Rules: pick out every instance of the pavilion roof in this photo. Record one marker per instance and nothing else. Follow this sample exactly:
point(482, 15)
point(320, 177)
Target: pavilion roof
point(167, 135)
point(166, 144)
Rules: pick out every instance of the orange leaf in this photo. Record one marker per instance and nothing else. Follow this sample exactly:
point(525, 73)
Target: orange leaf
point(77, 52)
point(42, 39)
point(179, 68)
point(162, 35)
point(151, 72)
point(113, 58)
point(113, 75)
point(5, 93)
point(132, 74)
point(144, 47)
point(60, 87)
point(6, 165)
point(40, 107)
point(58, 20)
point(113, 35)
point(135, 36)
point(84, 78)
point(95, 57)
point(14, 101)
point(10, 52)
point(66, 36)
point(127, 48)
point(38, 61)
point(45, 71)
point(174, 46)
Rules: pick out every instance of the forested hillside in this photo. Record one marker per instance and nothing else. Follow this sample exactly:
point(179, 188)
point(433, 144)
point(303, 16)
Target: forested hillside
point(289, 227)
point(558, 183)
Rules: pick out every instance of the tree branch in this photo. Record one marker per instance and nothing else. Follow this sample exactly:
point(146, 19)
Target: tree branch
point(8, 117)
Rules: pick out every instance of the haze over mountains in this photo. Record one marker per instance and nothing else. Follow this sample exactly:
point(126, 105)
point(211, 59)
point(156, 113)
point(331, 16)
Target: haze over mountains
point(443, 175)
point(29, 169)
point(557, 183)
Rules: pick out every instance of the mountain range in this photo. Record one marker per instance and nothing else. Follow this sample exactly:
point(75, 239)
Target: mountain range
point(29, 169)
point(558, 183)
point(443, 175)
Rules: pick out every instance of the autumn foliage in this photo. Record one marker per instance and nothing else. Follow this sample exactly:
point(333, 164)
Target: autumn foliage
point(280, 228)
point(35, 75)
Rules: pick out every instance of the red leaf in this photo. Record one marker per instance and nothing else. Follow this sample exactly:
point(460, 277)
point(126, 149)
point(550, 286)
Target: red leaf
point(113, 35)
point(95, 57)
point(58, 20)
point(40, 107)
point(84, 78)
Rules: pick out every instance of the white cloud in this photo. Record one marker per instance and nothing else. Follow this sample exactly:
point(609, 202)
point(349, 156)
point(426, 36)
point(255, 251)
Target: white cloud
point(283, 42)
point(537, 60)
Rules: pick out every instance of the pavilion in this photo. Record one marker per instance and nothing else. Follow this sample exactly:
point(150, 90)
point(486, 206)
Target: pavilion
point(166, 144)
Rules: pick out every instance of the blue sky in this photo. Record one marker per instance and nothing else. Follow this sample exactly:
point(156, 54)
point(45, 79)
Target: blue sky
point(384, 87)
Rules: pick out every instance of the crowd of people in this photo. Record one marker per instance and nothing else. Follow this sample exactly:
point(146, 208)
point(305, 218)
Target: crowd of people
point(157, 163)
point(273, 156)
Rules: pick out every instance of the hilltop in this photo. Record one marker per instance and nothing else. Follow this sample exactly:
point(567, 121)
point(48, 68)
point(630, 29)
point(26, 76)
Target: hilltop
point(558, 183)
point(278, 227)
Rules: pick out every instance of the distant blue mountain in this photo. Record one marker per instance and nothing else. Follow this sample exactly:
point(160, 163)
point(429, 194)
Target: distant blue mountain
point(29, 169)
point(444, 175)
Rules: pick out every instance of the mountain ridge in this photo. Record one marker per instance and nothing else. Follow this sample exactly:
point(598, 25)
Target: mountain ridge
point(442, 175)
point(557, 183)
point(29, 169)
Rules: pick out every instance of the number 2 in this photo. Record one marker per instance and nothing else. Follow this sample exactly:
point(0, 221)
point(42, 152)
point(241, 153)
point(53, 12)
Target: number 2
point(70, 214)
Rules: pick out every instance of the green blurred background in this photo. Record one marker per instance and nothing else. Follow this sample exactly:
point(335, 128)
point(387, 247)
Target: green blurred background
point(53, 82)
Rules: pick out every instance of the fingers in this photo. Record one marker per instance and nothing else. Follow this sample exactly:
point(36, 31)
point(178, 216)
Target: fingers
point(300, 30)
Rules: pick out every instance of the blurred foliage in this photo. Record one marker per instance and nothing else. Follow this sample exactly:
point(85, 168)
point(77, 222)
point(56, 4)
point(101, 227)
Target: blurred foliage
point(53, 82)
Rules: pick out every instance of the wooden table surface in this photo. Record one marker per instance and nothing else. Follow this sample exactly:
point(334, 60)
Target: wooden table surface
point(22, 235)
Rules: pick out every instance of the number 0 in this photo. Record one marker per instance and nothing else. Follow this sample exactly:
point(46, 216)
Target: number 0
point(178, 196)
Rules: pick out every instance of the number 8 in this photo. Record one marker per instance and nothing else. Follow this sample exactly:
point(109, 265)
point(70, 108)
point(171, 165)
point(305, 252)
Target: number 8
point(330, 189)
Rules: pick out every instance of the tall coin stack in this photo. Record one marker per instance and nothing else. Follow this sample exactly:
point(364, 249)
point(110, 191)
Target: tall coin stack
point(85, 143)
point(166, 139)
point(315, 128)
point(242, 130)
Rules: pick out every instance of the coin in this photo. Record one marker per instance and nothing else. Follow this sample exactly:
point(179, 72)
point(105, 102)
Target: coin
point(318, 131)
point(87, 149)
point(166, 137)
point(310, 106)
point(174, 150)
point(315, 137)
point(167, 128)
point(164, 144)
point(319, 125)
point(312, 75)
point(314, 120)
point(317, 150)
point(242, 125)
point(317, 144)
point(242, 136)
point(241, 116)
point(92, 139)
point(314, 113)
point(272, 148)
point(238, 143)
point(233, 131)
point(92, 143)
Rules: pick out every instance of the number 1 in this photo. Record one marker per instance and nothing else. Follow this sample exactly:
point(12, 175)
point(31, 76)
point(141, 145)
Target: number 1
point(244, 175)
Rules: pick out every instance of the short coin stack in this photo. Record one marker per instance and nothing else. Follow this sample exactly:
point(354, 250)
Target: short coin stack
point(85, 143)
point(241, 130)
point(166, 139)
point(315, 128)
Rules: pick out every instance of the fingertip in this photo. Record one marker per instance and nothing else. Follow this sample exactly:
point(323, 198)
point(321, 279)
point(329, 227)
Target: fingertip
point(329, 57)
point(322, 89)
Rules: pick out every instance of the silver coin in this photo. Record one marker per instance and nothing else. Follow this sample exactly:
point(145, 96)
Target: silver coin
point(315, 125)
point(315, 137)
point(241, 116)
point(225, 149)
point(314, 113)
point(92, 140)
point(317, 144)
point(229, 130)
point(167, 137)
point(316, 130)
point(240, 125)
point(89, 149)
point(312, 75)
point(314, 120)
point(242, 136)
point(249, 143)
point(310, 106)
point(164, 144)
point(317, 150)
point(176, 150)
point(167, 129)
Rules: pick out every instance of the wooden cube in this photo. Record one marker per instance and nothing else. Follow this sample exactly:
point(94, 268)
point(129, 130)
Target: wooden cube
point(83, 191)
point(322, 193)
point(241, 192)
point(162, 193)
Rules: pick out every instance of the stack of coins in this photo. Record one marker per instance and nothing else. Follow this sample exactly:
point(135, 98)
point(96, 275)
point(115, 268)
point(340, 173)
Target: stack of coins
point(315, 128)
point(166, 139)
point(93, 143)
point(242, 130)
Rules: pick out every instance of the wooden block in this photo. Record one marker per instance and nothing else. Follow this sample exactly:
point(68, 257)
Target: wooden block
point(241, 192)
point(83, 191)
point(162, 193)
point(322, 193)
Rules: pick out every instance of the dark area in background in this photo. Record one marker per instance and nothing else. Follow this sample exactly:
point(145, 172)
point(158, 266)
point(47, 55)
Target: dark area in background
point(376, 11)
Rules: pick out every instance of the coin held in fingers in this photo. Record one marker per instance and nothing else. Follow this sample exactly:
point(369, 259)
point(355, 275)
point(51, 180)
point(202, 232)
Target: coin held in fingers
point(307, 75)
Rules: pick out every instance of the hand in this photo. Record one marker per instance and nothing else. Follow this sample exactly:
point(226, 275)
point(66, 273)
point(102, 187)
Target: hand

- _To do_: Report all lines in the records that include the string "hand".

- _Final answer_:
Rules: pick out every instance of the hand in this photo. Record one marker per instance and nothing else. Follow this sample exactly:
Target: hand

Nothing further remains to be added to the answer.